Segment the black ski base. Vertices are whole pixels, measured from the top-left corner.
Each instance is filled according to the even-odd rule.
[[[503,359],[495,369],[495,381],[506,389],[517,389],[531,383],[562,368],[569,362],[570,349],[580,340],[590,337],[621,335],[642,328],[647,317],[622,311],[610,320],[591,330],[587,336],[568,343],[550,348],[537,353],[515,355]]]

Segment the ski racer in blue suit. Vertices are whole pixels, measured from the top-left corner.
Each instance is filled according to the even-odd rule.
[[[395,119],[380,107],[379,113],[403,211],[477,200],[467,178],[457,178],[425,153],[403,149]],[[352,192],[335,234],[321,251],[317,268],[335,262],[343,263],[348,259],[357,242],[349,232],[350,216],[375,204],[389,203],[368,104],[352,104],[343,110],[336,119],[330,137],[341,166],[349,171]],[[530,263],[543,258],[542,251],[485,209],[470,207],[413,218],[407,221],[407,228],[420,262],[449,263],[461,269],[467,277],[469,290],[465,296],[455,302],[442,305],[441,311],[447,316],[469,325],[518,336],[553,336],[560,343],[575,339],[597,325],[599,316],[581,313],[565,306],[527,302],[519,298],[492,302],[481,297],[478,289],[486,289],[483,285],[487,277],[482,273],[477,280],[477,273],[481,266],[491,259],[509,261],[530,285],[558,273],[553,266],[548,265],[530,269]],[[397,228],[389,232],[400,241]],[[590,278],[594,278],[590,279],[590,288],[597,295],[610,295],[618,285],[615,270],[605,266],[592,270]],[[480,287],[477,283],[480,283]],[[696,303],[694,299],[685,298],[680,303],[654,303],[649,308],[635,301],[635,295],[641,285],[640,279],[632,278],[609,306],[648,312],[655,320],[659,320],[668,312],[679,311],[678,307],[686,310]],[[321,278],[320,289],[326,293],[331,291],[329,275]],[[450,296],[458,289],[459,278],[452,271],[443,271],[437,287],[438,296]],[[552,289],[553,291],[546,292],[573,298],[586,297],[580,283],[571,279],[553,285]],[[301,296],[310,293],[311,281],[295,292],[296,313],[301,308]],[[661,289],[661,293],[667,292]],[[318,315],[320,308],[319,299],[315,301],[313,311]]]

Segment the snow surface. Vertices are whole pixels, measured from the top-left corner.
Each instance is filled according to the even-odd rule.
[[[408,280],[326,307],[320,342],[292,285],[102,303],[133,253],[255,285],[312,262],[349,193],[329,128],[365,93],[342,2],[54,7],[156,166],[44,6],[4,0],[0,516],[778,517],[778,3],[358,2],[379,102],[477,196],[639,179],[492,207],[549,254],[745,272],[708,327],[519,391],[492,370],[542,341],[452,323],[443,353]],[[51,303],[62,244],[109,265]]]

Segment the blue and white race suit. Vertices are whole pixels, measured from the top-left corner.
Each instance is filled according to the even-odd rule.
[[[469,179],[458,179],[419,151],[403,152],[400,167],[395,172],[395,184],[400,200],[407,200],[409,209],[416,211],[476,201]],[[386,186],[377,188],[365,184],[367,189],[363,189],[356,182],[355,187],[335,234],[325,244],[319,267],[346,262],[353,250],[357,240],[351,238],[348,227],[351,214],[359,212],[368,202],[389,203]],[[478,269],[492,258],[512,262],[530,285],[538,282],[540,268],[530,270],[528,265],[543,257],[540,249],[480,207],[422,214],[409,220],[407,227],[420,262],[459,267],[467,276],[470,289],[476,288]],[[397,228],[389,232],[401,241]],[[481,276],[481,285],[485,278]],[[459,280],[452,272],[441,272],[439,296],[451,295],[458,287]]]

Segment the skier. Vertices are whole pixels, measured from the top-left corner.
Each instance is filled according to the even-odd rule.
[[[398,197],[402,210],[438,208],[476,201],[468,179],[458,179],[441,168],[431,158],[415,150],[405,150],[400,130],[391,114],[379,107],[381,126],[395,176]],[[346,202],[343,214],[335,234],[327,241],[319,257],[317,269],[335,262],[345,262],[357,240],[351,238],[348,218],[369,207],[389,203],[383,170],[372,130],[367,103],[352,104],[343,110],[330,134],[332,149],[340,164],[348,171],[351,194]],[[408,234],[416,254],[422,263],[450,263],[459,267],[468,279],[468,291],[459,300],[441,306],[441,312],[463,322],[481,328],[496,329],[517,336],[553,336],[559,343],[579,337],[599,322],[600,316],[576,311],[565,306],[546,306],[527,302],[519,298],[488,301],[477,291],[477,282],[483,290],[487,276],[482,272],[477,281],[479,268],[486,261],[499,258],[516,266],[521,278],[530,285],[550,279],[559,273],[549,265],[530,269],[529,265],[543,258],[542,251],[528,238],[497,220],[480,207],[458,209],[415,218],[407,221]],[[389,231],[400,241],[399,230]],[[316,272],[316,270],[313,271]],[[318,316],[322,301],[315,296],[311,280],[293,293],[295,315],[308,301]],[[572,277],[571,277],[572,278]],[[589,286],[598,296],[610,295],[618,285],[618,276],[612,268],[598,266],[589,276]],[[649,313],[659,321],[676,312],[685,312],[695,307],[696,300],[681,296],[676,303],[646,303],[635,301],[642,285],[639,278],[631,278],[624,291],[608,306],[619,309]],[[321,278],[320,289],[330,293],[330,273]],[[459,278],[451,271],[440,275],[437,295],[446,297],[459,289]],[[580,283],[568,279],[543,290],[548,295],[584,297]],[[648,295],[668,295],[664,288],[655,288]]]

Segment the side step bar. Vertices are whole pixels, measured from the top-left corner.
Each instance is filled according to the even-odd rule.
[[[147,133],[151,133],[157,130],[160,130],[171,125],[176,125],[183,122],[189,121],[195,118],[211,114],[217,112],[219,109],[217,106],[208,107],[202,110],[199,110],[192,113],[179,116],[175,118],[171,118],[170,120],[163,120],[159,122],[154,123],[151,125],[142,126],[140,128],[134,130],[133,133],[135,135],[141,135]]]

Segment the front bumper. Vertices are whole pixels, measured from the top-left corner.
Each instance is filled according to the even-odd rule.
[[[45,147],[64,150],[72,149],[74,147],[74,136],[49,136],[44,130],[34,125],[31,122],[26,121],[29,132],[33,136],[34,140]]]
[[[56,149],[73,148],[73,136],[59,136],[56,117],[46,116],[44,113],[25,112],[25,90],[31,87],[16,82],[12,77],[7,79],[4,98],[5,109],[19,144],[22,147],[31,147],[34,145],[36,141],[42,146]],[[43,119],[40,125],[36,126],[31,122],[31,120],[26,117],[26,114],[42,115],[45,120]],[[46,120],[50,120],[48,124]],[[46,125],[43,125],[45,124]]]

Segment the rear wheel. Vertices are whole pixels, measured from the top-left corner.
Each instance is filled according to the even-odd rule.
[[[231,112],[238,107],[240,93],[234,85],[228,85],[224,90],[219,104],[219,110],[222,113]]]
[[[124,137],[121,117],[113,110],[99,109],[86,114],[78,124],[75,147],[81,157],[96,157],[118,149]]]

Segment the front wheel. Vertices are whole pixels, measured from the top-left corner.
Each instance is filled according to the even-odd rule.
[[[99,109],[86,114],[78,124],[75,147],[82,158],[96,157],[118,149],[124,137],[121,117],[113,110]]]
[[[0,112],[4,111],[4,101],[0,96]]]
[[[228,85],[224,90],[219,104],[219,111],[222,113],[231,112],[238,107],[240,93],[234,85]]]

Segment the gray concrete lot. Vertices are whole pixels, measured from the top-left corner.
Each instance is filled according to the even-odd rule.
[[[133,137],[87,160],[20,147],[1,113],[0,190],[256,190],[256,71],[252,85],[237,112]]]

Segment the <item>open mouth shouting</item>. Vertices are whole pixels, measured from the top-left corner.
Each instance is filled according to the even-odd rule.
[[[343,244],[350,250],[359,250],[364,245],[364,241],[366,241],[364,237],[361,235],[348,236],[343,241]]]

■ ■ ■ ■

Please rewrite the part of the data that opens with the line containing "Segment the <item>open" and continues through the end of the data, changing "shouting" to "yelling" and keeping everything else the same.

*Exercise answer:*
Segment the <item>open mouth yelling</item>. Vertices are whole pixels, measured from the top-left corner.
Each instance is filled according to the even-odd rule.
[[[343,244],[350,250],[359,250],[364,245],[364,241],[366,241],[364,237],[361,235],[348,236],[343,241]]]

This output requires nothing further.